▶ Task brief
In the contract amendment below, for how many days after the Equipment removal date does Northwest keep its option to buy the related equipment from Pinnacle?

3. Amendment of Section 3.02(a)(iv). Section 3.02(a)(iv) of the ASA is
amended in its entirety as of the date hereof to read as follows:
(iv) Reserved.
4. Amendment of Section 3.08. Section 3.08 of the ASA is amended in its
entirety as of the date hereof to read as follows:
SECTION 3.08 RELATED TRANSFER ARRANGEMENTS
All leases and subleases of ground support equipment,
simulators, tooling and spare parts inventory agreements and
vendor and/or maintenance agreements with respect to the
Equipment (collectively "Support Agreements") entered into by
Pinnacle after the Effective Date shall be assignable to
Northwest without the consent of the other party to such
Support Agreement on termination of this Agreement. Pinnacle
shall, at Northwest's option, assign such Support Agreements
as Northwest shall designate to Northwest on termination of
this Agreement. Pinnacle shall use its best efforts to obtain
the consent of the other party to any such Support Agreements
in effect as of the Effective Date and, subject to obtaining
such consents, if necessary, shall, at Northwest's option,
assign such Support Agreements as Northwest shall designate to
Northwest on termination of this Agreement. On termination of
this Agreement and during the Option Term, Northwest shall
have the option to purchase from Pinnacle all ground support
equipment, simulators, tooling and spare parts inventory then
owned by
Pinnacle which are used with or related to the Equipment for
an amount equal to such assets' then fair market value or
depreciated book value, whichever is less. In the event
Northwest invokes its Equipment removal rights under Section
3.02 above, on the Equipment removal date and for a period of
thirty (30) days thereafter, Northwest shall have the option
to purchase from Pinnacle all ground support equipment,
simulators, tooling and spare parts inventory then owned by
Pinnacle which are used with or related to the returning
Equipment for an amount equal to such assets' then fair market
value or depreciated book value, whichever is less. Upon
request from Northwest, Pinnacle shall make available to
Northwest at no cost (i) the Maintenance Program and
Maintenance Manual (as defined in the Lease) for the
Equipment, and (ii) all other documentation required in order
to operate and maintain the Equipment, and Pinnacle agrees
that Northwest may provide such Maintenance Program,
Maintenance Manual and other documentation to one or more
other carriers operating (or anticipated to operate) Canadair
Regional Jet aircraft on behalf of Northwest.
5. Amendment of Section 4.03(g). Section 4.03(g) of the ASA is amended in
its entirety as of the date hereof to read as follows:
(g) Reserved.
6. Amendment of Article V; Transition Year Settlement.
(a) Article V of the ASA is amended in its entirety as of the
Revision Date to read as set forth in Article V attached
hereto in Exhibit I.

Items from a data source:

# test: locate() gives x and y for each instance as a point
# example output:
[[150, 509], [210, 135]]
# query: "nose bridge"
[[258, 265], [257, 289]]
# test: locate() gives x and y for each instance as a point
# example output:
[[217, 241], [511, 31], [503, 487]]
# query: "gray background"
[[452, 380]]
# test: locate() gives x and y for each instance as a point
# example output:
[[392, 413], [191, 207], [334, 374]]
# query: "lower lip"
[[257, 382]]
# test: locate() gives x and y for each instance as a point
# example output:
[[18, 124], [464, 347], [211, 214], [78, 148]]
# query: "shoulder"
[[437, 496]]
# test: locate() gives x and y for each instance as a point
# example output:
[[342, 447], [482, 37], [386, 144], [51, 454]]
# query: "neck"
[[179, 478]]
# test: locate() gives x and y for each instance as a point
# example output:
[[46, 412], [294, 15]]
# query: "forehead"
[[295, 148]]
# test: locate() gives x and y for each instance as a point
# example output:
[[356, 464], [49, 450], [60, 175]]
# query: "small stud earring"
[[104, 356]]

▶ Answer to this exercise
Thirty (30) days.